§ **INSTRUÇÃO DA TAREFA**: No texto sobre a nova diretoria da FOIRN, transforme em lista o parágrafo que começa com “Dário Baniwa, de 38 anos”, preservando os fatos principais.
--- TEXTO PARA ANÁLISE ---
Luciane Lima, povo Tariano, está à frente do Departamento de Negócios da Sociobiodiversidade. Ela ressalta que nos últimos anos a Wariró recuperou a confiança dos artesãos por meio de articulações e encontros regionais nas comunidades indígenas. O Departamento de Educação Indígena é coordenado por Melvino Fontes, povo Baniwa. Hildete Araújo está à frente do Departamento de Patrimônio Cultural e Pesquisa Intercultural.
Na abertura da Assembleia da FOIRN, o diretor eleito Edson Gomes, do povo Baré, trouxe uma reflexão sobre as mudanças na região. “Vocês estão chegando das mais diversas calhas dos rios: Içana, Xié, Baixo Rrio Negro, Alto Rio Negro. Vieram de voadeira, barco, expresso. Alguns vieram de avião. Antigamente não existia isso. Nossos avós remavam dias para chegar ao local. As pessoas que iniciaram essa discussão que damos continuidade hoje, remavam. Por que estou dizendo isso? Este é o momento de a gente refletir em que ponto estamos. E o que queremos conseguir ainda.”
Conheça a nova diretoria da FOIRN:
Nadzoeri (Organização Baniwa e Koripako)
Diretor de referência: Dário Emílio Casimiro, povo Baniwa
Dário Baniwa, de 38 anos, nascido na comunidade de Nazaré, é do clã Waliperi-Dakenaii dos Baniwa. Formado em educação indígena e mestre em antropologia social pela UFAM, atua como professor e assessor pedagógico. Após concluir o mestrado, voltou a São Gabriel da Cachoeira e assumiu a coordenação do departamento de educação da FOIRN. Em 2021, foi eleito diretor de referência da Nadzoeri e reeleito em 2024. Em 28 de junho, tornou-se o primeiro de seu povo a ser eleito diretor-presidente da FOIRN. Fala Baniwa e Nheengatu.
--- DADOS LISTADOS ---
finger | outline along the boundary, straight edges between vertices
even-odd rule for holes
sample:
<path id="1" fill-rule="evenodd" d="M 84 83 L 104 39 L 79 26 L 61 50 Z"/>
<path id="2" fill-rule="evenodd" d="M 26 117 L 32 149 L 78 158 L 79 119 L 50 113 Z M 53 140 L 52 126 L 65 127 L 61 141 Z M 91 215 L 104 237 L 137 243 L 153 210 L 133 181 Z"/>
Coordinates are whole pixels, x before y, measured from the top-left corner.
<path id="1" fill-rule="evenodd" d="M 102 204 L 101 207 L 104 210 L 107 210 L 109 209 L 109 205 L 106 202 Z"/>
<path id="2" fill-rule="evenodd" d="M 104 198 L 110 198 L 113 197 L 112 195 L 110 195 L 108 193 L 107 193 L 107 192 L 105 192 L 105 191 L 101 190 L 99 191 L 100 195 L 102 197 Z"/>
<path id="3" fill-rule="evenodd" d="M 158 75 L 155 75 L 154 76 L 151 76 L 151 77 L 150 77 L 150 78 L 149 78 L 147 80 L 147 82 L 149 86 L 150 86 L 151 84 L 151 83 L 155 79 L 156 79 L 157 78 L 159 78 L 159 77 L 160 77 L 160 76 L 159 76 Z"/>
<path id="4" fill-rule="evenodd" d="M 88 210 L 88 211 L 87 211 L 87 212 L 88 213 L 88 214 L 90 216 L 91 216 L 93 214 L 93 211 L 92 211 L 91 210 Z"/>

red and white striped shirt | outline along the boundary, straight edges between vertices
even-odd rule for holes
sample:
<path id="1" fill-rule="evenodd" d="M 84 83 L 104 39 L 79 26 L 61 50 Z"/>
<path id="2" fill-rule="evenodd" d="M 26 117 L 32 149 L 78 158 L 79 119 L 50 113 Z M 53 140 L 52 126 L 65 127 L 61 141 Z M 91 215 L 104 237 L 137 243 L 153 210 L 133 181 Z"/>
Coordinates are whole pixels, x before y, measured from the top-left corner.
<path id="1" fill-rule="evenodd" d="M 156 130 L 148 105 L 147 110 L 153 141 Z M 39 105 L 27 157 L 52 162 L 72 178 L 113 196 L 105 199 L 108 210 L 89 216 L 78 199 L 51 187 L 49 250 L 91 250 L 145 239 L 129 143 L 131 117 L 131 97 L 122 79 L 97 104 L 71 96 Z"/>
---
§ **TAREFA CONCLUÍDA**:
- Tem 38 anos, nasceu na comunidade de Nazaré e pertence ao clã Waliperi-Dakenaii dos Baniwa.
- É formado em educação indígena e mestre em antropologia social pela UFAM.
- Atua como professor e assessor pedagógico.
- Depois do mestrado, voltou a São Gabriel da Cachoeira e assumiu a coordenação do departamento de educação da FOIRN.
- Foi eleito diretor de referência da Nadzoeri em 2021 e reeleito em 2024.
- Em 28 de junho, tornou-se o primeiro de seu povo eleito diretor-presidente da FOIRN.
- Fala Baniwa e Nheengatu.